**Exercise objective**
Filter these records by the string "would", copying each line that holds it.

**Saved data entries**
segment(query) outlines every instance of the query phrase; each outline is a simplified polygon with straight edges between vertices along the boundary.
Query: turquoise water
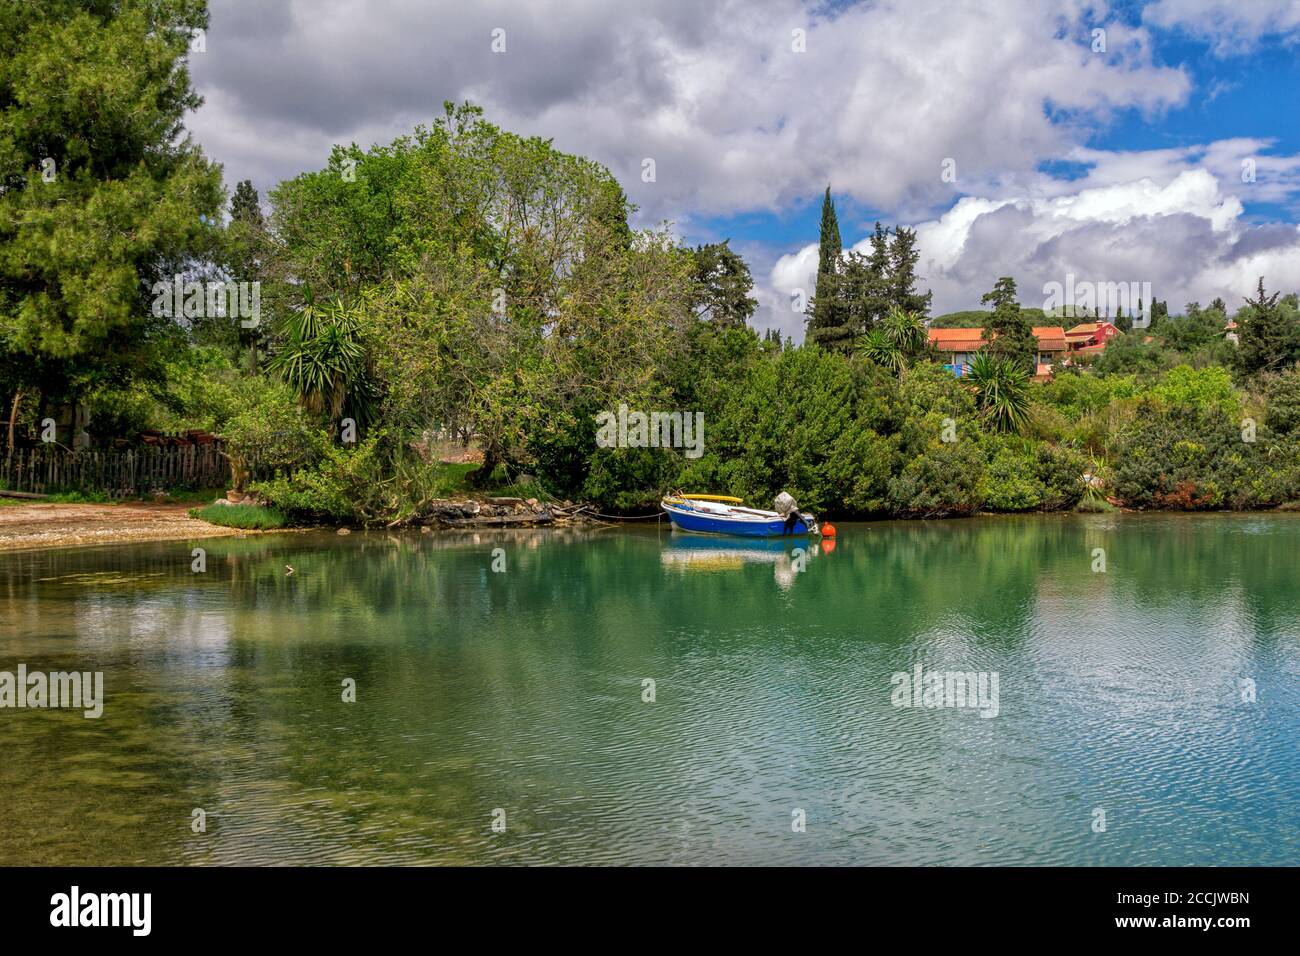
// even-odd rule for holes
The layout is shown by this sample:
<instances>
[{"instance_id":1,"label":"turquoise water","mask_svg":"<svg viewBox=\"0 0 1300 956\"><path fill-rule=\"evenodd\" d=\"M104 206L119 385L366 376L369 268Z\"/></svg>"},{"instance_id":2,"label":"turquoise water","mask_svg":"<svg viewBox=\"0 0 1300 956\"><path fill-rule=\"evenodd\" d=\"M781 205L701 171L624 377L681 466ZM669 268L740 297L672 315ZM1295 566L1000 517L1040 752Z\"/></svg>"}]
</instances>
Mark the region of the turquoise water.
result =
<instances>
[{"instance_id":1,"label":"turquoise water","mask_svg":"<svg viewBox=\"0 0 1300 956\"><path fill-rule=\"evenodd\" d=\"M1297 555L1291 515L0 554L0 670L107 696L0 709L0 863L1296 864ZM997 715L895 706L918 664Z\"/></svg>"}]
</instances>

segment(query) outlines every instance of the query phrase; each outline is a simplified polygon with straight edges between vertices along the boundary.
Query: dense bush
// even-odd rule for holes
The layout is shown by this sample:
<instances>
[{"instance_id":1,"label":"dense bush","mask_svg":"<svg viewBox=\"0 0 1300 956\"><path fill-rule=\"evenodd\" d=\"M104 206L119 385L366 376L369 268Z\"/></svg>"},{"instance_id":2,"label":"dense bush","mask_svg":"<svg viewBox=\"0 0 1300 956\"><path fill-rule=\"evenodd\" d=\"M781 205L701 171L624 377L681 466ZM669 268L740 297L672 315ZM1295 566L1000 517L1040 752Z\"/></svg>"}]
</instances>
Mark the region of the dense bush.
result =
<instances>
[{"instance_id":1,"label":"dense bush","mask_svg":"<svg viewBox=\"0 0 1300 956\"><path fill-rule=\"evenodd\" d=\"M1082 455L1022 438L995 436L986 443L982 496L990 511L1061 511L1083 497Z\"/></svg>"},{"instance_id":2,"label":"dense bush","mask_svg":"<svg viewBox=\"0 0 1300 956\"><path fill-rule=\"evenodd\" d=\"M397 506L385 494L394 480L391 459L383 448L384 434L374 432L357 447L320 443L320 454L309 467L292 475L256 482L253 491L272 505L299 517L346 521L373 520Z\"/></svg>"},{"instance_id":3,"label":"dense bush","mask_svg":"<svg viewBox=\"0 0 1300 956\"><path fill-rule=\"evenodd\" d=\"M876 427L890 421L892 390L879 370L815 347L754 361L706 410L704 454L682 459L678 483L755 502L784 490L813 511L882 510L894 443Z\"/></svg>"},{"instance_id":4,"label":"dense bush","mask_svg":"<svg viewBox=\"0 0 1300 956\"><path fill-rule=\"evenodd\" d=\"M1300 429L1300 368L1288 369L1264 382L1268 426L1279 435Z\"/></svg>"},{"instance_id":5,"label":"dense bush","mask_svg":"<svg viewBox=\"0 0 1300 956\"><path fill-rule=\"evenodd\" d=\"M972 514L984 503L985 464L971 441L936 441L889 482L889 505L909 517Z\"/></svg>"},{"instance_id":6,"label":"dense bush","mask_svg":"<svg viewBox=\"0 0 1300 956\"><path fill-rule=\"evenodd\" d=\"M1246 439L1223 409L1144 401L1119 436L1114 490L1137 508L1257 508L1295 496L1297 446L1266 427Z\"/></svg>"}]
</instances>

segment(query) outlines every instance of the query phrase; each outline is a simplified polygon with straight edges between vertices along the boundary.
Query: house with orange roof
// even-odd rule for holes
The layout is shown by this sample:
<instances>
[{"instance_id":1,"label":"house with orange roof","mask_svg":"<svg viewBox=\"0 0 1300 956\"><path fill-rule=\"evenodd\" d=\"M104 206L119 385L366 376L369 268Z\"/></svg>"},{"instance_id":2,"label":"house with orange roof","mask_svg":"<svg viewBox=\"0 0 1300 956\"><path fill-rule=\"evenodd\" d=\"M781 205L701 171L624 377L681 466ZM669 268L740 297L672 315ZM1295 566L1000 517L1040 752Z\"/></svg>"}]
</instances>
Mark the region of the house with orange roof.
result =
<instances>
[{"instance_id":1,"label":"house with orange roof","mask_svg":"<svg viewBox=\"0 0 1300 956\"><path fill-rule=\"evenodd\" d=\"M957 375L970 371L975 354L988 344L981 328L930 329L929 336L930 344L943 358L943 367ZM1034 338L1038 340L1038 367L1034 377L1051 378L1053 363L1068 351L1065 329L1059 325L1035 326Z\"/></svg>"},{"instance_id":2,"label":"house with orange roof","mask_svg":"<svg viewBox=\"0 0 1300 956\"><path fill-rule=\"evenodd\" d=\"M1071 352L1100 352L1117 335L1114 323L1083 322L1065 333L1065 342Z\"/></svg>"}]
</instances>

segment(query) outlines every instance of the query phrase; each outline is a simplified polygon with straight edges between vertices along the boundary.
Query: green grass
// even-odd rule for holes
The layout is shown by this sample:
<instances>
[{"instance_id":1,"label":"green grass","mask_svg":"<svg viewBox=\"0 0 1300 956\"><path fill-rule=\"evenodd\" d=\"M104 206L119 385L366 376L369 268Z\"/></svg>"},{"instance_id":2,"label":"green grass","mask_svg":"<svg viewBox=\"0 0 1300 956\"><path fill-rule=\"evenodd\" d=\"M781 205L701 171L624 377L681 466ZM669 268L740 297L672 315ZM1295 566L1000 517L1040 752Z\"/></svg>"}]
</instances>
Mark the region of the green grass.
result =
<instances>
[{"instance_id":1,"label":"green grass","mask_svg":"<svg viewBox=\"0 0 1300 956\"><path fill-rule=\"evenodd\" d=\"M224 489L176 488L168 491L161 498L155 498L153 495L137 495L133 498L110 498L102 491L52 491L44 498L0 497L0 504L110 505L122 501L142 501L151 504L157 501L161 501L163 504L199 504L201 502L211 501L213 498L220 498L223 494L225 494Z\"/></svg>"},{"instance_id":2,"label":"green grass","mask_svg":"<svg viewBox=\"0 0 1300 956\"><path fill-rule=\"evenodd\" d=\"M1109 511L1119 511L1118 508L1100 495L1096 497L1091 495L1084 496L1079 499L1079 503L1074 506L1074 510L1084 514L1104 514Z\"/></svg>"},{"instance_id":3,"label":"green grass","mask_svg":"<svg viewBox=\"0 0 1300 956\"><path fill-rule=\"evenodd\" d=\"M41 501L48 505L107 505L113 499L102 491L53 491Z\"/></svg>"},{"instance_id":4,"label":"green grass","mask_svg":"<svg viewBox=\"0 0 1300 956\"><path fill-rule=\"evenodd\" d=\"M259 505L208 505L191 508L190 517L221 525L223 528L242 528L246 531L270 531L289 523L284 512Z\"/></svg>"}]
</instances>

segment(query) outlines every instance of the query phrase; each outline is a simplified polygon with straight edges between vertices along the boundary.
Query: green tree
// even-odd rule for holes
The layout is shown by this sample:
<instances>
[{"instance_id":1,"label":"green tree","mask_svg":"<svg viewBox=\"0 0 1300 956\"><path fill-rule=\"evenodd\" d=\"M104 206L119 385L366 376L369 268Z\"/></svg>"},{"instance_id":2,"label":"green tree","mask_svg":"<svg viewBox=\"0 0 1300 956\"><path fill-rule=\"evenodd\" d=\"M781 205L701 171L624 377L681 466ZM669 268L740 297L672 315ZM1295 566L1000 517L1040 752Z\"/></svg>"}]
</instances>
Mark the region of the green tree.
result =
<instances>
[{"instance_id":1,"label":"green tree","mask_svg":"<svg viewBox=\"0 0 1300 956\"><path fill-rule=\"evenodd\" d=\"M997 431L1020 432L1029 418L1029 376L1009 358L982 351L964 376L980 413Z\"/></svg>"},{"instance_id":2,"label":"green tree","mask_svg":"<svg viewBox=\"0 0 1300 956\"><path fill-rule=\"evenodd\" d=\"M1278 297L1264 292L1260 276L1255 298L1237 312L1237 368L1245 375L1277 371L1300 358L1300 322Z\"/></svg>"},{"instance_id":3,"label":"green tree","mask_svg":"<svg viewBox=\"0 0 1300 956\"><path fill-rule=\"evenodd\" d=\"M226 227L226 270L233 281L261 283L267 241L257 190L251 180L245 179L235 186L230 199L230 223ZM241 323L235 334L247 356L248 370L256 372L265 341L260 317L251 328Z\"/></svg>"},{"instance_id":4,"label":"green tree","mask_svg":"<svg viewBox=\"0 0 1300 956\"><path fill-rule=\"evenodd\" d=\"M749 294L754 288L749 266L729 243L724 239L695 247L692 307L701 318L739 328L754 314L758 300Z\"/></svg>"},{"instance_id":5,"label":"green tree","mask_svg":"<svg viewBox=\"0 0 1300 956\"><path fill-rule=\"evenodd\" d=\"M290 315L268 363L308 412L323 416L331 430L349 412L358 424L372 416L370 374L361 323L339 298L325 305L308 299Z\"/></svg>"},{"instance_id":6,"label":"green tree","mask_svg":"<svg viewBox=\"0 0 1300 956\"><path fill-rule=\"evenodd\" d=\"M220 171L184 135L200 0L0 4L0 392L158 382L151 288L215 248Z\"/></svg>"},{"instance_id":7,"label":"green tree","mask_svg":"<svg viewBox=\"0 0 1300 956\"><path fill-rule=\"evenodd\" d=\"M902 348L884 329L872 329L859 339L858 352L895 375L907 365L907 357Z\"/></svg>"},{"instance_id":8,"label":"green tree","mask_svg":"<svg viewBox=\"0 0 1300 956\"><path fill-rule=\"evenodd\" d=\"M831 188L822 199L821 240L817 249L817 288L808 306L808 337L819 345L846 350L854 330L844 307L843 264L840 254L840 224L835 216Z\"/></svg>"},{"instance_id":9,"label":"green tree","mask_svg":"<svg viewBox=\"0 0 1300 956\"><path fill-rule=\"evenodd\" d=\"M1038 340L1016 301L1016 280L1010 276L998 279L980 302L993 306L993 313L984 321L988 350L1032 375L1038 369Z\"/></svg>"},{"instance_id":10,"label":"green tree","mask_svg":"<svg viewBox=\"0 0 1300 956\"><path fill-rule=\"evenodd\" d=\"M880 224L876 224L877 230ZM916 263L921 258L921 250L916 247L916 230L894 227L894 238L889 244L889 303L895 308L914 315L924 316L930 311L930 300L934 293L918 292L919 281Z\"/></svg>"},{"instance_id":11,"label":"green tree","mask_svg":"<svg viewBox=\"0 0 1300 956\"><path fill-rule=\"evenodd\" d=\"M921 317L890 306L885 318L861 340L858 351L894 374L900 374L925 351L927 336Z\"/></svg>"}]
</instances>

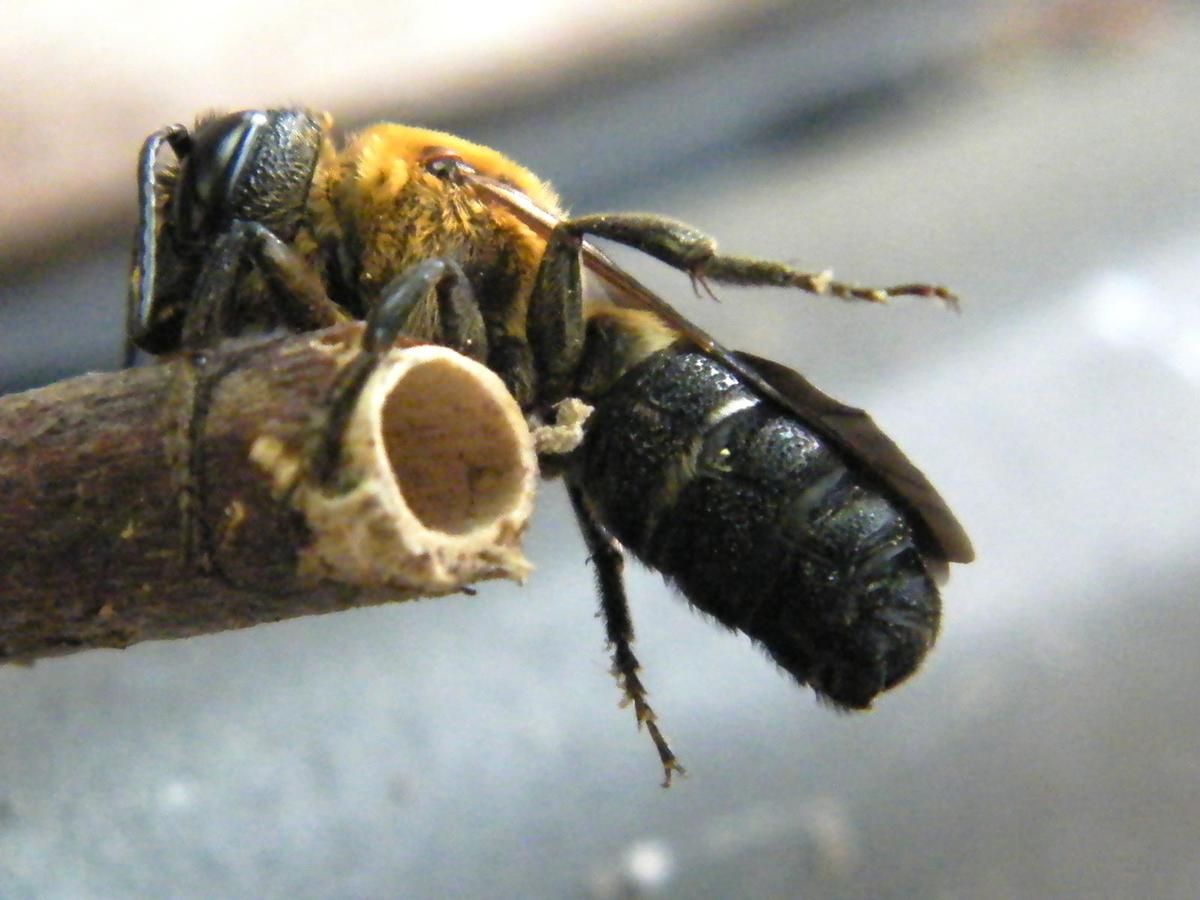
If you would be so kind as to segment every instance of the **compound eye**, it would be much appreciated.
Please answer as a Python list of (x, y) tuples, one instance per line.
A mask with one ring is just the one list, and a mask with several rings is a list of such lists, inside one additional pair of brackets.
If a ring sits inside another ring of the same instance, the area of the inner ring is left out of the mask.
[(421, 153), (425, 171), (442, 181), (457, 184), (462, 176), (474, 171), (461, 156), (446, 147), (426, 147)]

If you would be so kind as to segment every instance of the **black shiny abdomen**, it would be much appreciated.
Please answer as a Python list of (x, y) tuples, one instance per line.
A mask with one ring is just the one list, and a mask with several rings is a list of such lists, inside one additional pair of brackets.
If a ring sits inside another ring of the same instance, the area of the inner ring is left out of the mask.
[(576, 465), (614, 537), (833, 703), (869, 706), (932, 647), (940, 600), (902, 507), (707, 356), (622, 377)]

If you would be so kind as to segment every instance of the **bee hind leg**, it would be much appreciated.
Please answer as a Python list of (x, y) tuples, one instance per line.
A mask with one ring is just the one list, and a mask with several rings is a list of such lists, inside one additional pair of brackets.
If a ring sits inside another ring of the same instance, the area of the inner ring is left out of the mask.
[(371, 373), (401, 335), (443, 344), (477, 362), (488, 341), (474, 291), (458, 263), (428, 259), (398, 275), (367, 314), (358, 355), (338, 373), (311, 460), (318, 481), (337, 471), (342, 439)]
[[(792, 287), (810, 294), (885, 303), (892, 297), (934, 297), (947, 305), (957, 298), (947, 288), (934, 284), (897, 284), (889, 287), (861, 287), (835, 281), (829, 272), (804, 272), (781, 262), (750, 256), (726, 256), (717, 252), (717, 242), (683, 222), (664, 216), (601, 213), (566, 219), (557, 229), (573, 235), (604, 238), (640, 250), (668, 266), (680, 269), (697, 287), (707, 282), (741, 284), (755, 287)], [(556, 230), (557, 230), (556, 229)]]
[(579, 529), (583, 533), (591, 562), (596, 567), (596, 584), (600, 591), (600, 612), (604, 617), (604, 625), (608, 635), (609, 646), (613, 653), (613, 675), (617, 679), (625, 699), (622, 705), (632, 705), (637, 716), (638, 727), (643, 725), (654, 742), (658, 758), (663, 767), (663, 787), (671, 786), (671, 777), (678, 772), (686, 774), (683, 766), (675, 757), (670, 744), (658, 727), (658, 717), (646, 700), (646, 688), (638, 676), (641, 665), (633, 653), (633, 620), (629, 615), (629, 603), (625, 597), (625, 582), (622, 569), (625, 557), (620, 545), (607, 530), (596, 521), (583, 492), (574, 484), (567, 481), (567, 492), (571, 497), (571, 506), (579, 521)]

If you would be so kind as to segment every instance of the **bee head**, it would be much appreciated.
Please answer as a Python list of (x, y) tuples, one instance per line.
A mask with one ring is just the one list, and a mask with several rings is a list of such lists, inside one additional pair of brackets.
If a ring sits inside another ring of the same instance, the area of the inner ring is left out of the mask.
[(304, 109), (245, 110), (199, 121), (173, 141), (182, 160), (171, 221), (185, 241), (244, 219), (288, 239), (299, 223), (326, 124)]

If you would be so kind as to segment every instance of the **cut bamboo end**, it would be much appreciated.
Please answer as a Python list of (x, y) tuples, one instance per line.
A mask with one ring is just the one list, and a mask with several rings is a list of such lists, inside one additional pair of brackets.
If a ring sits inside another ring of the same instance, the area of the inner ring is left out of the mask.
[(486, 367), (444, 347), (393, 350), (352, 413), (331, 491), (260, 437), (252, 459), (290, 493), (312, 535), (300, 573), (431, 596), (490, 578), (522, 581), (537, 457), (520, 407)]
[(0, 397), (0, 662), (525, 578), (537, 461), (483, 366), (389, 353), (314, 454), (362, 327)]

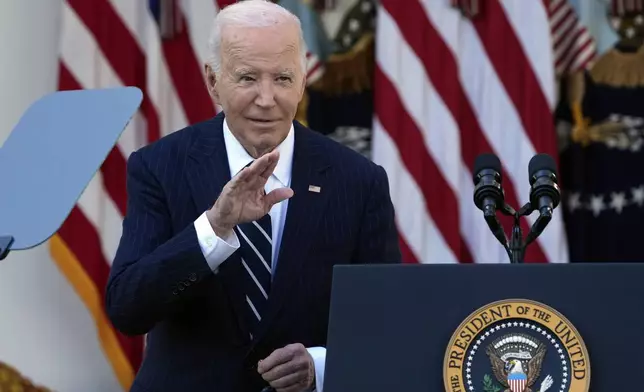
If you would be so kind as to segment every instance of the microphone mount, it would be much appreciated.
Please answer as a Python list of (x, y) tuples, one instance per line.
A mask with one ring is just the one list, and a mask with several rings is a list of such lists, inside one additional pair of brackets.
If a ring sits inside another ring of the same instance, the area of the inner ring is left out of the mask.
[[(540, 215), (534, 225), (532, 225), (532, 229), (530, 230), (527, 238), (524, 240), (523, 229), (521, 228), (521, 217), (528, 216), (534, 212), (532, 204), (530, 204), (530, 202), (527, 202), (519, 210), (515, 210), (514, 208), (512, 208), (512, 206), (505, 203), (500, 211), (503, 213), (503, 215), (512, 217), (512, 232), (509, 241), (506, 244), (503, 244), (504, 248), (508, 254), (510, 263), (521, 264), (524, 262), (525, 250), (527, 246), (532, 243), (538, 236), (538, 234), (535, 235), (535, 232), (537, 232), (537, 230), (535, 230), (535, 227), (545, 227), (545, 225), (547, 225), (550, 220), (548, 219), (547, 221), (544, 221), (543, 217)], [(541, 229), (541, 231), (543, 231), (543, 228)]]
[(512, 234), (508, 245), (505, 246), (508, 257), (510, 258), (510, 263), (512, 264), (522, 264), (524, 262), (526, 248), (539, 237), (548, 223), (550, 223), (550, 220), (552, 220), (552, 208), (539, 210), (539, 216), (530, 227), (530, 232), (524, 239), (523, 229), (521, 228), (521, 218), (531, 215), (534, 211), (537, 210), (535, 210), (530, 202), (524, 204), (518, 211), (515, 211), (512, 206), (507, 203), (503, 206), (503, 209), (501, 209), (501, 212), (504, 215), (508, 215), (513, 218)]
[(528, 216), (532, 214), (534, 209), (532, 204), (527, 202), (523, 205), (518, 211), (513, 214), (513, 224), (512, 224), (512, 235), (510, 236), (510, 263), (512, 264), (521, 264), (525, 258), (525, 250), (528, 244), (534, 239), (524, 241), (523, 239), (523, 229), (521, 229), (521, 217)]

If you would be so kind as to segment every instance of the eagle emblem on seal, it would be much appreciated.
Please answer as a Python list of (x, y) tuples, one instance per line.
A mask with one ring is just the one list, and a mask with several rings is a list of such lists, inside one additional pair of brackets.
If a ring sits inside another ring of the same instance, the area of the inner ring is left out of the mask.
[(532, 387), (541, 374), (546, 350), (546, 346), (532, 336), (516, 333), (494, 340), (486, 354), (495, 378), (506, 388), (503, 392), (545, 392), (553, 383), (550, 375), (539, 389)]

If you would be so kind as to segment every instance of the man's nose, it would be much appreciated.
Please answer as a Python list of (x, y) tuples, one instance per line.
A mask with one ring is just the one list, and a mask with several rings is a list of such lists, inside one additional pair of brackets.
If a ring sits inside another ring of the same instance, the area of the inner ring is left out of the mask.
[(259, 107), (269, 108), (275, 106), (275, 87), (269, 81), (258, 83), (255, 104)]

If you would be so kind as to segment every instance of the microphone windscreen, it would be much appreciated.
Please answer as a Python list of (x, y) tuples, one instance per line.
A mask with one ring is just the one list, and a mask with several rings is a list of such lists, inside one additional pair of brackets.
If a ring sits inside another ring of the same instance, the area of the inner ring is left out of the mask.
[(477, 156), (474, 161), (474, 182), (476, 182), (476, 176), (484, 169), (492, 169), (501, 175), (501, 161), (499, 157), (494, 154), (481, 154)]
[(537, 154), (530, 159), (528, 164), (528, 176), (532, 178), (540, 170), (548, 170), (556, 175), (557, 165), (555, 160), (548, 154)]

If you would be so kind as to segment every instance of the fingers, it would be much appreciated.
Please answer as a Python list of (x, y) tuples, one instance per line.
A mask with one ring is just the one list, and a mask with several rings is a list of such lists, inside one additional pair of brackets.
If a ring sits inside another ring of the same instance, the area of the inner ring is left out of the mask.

**Solution for this problem**
If you would be so kind as to segment every instance of the **compound eye**, it would be much appreciated.
If you would be so kind as to segment every instance of the **black shiny abdomen**, it would be much appreciated.
If you would be so kind as to segment every instance of the **bee hind leg**, it would be much appreciated.
If you would be so kind as to segment every instance of the **bee head**, it would be much appreciated.
If you would be so kind as to segment every instance of the **cut bamboo end**, it would be much appreciated.
If you would be so kind as to segment every instance of the microphone mount, it would be much appreciated.
If you would be so kind as to segment every instance of the eagle emblem on seal, it would be much appreciated.
If you would be so kind as to segment every instance of the man's nose, it would be much appreciated.
If you would be so kind as to segment every instance of the microphone windscreen, it would be much appreciated.
If you would be so kind as to segment every instance of the fingers, it would be much appreciated.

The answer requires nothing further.